- _Given passage_:
Hiring independent contractors to supplement your staff during busy times or for specific tasks can be a smart strategy. However, there are a number of questions to answer and a few potential drawbacks to consider first.
One obvious advantage of using freelancers is the money saved by avoiding Social Security and Medicare tax payments, unemployment insurance, health care coverage, and 401K benefits. Firms can also avoid covering expenses like overtime and comp days – and, if the freelancer isn’t a good fit for your firm, termination and severance pay.
Hiring temporary help may also allow you to find an individual with the specific skill set or background you need for a particular project or client. Moreover, if a rush job comes in when your team is already overburdened, hiring a responsible independent contractor to focus exclusively on it can be a smart business decision.
On the downside, each new freelancer is an unknown entity. Even with references, you can’t truly gauge their work habits, talent level, or ethics until you work with them. And, unless they’ll be working from a remote location, you’ll be adding a new personality to the mix, which can affect your team’s morale and mood.
Remember, too, that your ability to manage independent contractors is limited. You can’t legally dictate a freelancer’s hours and workflow as you would a full-time employee’s. By extension, be careful how you classify them on paper and what you demand of them to avoid liability for employment tax.

- _Work request A_:
Copy the passage on hiring independent contractors word for word, starting at "Hiring temporary help" and ending at "morale and mood.".
- _Work request B_:
Answer these questions about the passage on hiring independent contractors:
(i) Which two taxes can a firm avoid paying by using freelancers?
(ii) Until when can you not truly gauge a freelancer's work habits, talent level, or ethics?
(iii) What can't you legally dictate for a freelancer as you would for a full-time employee?

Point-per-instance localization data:
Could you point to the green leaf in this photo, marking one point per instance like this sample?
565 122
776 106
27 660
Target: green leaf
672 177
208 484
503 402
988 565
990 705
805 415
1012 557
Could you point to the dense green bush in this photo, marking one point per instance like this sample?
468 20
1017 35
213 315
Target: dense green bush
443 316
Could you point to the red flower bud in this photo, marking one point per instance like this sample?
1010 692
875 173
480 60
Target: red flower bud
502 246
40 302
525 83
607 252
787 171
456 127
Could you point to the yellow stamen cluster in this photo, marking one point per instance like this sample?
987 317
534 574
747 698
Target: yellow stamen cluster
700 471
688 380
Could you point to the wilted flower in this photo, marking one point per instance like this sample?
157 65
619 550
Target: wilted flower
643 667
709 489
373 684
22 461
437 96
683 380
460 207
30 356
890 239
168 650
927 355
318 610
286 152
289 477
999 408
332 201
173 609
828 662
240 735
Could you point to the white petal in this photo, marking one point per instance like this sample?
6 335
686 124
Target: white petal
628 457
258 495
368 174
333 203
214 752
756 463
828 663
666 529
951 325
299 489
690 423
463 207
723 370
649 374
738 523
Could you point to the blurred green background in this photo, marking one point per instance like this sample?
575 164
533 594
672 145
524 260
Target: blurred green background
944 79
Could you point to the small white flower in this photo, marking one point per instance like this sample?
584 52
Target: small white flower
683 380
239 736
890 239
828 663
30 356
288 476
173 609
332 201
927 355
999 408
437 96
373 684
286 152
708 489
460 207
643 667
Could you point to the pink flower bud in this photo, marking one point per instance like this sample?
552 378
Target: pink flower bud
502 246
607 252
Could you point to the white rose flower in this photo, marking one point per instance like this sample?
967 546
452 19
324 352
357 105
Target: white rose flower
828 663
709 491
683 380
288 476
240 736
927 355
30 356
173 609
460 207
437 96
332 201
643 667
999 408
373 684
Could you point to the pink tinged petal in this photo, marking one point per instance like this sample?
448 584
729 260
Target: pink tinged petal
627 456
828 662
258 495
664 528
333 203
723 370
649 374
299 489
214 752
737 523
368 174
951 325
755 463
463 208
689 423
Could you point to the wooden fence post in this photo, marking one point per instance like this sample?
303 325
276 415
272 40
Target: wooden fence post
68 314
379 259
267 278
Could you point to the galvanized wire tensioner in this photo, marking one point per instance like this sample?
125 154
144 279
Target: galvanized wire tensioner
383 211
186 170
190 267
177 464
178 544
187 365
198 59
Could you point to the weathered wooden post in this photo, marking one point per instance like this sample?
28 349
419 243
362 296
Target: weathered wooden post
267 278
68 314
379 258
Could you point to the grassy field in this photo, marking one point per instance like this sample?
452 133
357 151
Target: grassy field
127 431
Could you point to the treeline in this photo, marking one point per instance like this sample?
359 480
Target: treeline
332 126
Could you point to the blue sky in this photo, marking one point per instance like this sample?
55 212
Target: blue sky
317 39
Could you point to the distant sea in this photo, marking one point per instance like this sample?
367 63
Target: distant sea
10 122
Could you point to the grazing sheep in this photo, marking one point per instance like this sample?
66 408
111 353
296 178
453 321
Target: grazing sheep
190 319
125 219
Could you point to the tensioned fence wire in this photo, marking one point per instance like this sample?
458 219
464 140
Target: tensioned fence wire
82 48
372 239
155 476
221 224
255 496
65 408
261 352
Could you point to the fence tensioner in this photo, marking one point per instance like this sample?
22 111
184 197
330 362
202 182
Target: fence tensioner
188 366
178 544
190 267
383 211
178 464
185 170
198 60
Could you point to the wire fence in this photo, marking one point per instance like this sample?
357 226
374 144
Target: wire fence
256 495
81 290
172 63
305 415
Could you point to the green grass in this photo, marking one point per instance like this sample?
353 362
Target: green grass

- _Response A_:
Hiring temporary help may also allow you to find an individual with the specific skill set or background you need for a particular project or client. Moreover, if a rush job comes in when your team is already overburdened, hiring a responsible independent contractor to focus exclusively on it can be a smart business decision.
On the downside, each new freelancer is an unknown entity. Even with references, you can’t truly gauge their work habits, talent level, or ethics until you work with them. And, unless they’ll be working from a remote location, you’ll be adding a new personality to the mix, which can affect your team’s morale and mood.

- _Response B_:
(i) Social Security and Medicare taxes.
(ii) Until you work with them.
(iii) Their hours and workflow.